*** EXERCISE INPUTS Section Begins ***

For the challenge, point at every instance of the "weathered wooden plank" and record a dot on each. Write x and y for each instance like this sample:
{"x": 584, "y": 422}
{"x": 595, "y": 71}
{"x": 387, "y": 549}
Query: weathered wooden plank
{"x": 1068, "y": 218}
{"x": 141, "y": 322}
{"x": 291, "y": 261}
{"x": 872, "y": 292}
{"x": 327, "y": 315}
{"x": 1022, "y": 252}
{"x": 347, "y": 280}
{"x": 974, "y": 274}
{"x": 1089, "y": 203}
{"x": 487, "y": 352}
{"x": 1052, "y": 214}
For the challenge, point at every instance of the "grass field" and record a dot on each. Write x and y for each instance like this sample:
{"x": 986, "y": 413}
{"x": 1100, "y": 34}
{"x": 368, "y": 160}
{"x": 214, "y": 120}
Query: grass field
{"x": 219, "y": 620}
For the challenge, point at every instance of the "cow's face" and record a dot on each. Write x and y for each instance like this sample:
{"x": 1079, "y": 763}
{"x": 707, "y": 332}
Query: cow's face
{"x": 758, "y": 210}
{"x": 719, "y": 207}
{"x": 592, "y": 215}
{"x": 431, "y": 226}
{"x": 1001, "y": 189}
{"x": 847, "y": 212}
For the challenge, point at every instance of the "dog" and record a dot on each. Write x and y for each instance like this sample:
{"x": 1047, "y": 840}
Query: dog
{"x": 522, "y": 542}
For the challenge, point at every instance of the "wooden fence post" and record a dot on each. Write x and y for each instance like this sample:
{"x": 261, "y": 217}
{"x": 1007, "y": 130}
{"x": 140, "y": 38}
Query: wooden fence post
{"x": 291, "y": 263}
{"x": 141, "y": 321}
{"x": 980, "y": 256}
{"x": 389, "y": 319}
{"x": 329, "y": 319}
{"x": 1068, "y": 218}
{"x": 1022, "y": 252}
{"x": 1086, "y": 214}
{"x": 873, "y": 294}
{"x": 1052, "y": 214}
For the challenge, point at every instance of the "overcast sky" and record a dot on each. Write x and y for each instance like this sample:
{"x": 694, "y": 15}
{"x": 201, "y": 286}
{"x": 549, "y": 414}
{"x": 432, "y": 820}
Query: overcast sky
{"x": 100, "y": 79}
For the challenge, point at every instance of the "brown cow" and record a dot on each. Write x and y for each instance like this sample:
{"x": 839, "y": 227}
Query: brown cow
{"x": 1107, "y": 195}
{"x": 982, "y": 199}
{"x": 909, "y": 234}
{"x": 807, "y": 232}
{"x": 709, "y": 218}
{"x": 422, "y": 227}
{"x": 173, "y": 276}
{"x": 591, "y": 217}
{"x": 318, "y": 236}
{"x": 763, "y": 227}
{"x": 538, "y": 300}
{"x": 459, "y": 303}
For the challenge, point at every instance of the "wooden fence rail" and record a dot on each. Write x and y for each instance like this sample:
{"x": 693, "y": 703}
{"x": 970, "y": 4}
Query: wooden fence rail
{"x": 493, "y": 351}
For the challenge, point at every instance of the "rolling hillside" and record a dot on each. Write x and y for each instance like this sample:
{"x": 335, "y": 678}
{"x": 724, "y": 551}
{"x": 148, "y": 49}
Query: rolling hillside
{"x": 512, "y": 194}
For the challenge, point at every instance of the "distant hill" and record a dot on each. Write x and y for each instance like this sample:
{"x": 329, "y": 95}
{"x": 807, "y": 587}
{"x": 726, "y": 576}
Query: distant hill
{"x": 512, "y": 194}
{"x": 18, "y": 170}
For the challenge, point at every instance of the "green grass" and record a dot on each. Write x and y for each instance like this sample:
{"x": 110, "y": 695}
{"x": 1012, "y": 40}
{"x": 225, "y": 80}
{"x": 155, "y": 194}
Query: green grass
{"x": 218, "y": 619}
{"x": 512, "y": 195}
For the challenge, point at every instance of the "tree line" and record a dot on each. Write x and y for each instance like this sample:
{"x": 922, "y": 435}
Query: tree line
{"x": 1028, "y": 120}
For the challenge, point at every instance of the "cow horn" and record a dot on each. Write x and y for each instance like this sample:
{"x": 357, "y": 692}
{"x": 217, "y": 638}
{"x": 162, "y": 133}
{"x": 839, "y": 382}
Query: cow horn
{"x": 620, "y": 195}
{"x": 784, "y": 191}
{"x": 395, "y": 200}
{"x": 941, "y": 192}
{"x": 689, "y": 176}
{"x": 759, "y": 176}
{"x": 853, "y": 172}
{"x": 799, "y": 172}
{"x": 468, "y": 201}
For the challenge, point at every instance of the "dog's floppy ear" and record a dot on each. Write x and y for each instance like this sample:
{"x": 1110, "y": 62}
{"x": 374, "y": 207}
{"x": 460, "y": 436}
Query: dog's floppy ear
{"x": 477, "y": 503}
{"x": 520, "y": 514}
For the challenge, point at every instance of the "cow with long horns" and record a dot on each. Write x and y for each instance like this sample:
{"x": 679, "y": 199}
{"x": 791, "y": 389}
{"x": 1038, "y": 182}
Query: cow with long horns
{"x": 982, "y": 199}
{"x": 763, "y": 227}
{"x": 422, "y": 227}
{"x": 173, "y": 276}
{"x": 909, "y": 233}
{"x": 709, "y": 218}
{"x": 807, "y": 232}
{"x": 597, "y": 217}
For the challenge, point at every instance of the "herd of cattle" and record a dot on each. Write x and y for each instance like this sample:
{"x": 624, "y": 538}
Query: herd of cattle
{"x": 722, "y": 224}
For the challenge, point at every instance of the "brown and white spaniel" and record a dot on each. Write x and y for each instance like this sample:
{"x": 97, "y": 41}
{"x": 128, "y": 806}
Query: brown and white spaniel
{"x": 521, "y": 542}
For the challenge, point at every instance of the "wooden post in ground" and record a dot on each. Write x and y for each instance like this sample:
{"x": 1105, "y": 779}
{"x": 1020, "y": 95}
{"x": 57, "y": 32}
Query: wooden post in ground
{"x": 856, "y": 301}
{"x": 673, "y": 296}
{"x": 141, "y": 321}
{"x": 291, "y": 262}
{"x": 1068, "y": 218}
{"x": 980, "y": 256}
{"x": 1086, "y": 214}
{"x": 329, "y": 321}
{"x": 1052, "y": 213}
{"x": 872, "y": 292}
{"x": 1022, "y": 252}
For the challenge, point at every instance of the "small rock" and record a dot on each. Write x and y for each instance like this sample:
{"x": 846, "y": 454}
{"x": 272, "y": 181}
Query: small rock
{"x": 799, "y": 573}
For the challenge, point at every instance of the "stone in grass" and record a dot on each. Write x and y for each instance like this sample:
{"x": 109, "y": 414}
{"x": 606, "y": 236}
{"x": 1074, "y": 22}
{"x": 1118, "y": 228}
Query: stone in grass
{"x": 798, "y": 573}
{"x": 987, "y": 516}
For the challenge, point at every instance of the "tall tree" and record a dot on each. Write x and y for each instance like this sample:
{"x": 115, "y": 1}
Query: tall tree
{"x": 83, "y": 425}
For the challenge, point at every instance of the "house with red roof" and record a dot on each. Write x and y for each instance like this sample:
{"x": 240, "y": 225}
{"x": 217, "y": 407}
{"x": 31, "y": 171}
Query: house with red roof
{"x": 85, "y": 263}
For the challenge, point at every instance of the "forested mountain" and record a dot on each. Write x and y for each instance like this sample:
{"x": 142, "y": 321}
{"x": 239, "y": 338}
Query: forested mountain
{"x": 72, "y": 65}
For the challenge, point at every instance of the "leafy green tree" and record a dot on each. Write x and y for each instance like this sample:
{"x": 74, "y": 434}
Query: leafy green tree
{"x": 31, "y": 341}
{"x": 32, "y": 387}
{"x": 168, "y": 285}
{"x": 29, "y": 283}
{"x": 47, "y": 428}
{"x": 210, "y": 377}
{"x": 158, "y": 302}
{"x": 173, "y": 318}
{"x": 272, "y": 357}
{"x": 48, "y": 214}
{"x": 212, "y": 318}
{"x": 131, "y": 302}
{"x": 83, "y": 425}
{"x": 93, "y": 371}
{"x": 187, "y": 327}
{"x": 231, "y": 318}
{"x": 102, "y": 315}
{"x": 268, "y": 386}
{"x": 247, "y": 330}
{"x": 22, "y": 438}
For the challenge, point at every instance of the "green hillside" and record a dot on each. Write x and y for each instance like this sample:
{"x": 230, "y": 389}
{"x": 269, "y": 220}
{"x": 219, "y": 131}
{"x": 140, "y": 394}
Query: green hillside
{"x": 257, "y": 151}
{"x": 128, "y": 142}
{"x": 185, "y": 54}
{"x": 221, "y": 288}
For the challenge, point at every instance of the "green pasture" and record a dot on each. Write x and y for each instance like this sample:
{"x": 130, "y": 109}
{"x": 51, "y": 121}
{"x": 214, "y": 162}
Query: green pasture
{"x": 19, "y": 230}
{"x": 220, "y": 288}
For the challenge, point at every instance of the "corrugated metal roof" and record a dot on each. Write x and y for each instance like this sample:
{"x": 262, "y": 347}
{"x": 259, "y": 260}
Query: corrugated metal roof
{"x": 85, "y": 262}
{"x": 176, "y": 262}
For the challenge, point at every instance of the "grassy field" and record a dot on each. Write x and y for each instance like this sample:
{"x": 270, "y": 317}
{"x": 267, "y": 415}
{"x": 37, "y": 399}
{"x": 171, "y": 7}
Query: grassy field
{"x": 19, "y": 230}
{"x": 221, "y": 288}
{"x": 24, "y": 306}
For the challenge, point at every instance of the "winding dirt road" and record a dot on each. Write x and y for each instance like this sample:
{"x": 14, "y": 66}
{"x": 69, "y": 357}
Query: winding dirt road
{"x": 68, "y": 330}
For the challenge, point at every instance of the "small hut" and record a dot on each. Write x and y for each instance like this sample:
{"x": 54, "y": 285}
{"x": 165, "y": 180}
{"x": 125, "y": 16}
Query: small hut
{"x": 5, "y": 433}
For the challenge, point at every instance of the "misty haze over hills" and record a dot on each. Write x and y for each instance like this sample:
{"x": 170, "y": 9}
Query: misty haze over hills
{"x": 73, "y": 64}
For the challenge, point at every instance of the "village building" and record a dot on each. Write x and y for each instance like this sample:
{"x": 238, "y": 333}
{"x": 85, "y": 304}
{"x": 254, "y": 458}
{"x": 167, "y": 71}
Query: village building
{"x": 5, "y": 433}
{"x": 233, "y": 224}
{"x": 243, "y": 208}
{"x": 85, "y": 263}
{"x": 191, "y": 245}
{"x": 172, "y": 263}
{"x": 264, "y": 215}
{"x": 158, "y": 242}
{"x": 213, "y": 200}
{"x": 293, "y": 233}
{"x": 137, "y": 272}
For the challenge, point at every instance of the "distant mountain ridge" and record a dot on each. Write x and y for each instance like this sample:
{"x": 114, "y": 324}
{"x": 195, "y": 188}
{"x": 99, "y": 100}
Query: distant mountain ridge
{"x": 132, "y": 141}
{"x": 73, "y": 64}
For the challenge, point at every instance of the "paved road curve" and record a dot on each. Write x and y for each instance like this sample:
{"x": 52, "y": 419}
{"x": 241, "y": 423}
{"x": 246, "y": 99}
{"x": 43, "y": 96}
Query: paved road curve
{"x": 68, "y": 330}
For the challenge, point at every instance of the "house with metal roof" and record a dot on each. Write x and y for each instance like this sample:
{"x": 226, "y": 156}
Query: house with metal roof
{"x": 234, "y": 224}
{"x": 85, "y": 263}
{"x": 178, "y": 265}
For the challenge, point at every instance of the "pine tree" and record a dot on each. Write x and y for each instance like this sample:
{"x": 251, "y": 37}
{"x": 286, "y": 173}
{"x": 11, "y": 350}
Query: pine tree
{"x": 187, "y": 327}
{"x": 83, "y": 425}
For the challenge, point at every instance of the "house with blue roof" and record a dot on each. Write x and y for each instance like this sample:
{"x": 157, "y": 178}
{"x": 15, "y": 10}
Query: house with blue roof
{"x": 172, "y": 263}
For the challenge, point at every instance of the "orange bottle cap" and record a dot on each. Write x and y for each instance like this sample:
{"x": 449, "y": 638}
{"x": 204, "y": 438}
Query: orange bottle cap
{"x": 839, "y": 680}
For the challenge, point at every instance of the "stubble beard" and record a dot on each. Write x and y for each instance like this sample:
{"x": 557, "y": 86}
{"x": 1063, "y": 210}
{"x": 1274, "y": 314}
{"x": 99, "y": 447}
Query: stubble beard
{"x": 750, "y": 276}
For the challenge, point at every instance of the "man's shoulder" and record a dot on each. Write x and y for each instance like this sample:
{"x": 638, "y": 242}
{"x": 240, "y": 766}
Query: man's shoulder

*** EXERCISE INPUTS Section Ends ***

In the listing, find every line with the word "shoulder" and return it.

For the challenge, point at every instance of the "man's shoulder" and record a dot on each. Write x and y for each instance like this sample:
Query: man's shoulder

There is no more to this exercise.